• _出題内容_: データの冒頭から「[[[285,55],[283,2],[7,2],[0,3],[0,19],[63,23],[132,53]]]」を含む行まで、両端の行も含めて空行を除いた番号付きリストに変えてもらえますか。画像は答えに入れないでください。

(輪郭ラベリングのデータ)
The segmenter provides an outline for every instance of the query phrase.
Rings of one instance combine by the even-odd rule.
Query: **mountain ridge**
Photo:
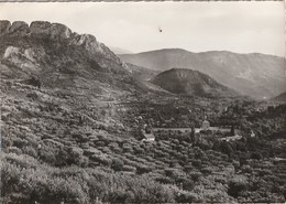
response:
[[[156,75],[152,83],[174,93],[200,97],[233,97],[238,94],[207,74],[189,68],[170,68]]]
[[[208,74],[219,83],[254,98],[271,98],[285,92],[283,57],[260,53],[237,54],[228,51],[193,53],[183,49],[164,49],[119,55],[125,63],[156,71],[187,67]]]

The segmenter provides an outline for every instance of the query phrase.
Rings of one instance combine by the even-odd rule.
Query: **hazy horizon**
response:
[[[285,55],[283,2],[7,2],[0,3],[0,19],[63,23],[132,53]]]

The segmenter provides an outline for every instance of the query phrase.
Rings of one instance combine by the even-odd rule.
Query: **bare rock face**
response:
[[[28,33],[30,33],[28,23],[23,21],[15,21],[9,28],[9,32],[7,34],[9,34],[9,36],[25,36]]]
[[[31,34],[34,37],[48,37],[51,40],[66,40],[72,35],[70,29],[59,23],[46,21],[34,21],[30,25]]]

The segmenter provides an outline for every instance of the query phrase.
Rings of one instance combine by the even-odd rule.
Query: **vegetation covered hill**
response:
[[[285,60],[264,54],[231,52],[191,53],[165,49],[139,54],[123,54],[125,63],[156,71],[190,68],[208,74],[217,82],[254,98],[272,98],[285,92]]]
[[[235,92],[219,84],[206,74],[186,68],[172,68],[156,75],[152,82],[160,87],[183,95],[230,97]]]

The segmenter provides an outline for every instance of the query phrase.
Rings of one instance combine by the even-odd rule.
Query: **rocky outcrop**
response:
[[[26,40],[44,40],[51,41],[53,46],[62,46],[64,42],[67,46],[80,46],[86,50],[89,57],[95,58],[97,63],[107,71],[125,72],[128,66],[110,51],[103,43],[97,41],[90,34],[77,34],[69,28],[59,23],[51,23],[47,21],[34,21],[30,25],[23,21],[15,21],[12,24],[9,21],[0,21],[0,42],[18,37],[18,41]],[[47,41],[46,41],[47,40]],[[25,42],[22,42],[24,44]],[[11,46],[11,43],[9,44]],[[18,47],[13,44],[13,47]],[[20,49],[20,47],[19,47]],[[7,53],[8,51],[2,51]]]
[[[172,68],[156,75],[152,83],[174,94],[202,97],[238,96],[210,76],[187,68]]]

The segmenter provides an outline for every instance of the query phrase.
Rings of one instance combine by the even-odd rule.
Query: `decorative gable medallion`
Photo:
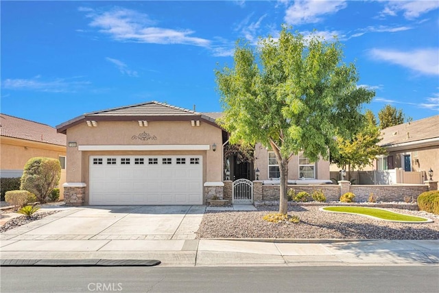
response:
[[[131,137],[131,139],[139,139],[141,141],[149,141],[150,139],[152,139],[153,141],[157,140],[157,137],[155,135],[151,136],[149,133],[143,131],[141,133],[139,133],[139,135],[133,135]]]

• _出力結果_:
1. The segmenter provides an outline for every instance of the query phrase.
2. Rings of one instance combine by the even-odd rule.
3. Query: **mountain ridge**
4. Photo:
5. response:
6. [[[156,75],[152,83],[174,93],[200,97],[233,97],[238,94],[207,74],[189,68],[170,68]]]
7. [[[208,74],[219,83],[254,98],[271,98],[285,92],[283,57],[260,53],[237,54],[228,51],[193,53],[183,49],[164,49],[119,55],[125,63],[156,71],[187,67]]]
8. The segmenter provides an outline for every instance of the query phrase.
9. Rings of one instance combine by the even-odd rule.
10. Query: **hazy horizon**
11. response:
12. [[[285,55],[283,2],[7,2],[0,3],[0,19],[63,23],[132,53]]]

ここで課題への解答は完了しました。